Capita spesso parlando di Manzoni, soprattutto in ambito scolastico, di sentir affermare con convinzione che l’autore inviti il lettore alla rassegnazione. Gli umili – i Renzo e le Lucia di ogni tempo e luogo – non possono che rassegnarsi al male del mondo, sperando (unicamente!) in un premio ultraterreno dopo la morte. Così accade, non di rado, anche quando si va ad analizzare a livello superficiale non tanto la scrittura di Primo Levi, quanto la sua vicenda personale e umana: ovvero, la questione del suicidio in tarda età; con l’unica, grande, differenza che nello scrittore torinese l’ateismo sempre palesemente dichiarato annienterebbe anche la speranza ultima nel premio ultraterreno che, al contrario, Manzoni avrebbe quantomeno concesso in credito ai suoi umili. Ma è davvero così? Quanto segue non vuol essere altro che una mera considerazione personale, passibile – ça va sans dire – di smentita, legata proprio alla banalizzazione del concetto di “rassegnazione” in autori come Manzoni e Levi.

■ **Dati archiviati**:
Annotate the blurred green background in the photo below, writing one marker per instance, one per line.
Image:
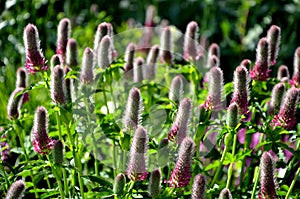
(235, 25)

■ **Problema proposto**: Secondo il brano, che cosa si sente spesso affermare con convinzione su Manzoni in ambito scolastico?

■ **Soluzione del problema**: Che l'autore inviti il lettore alla rassegnazione.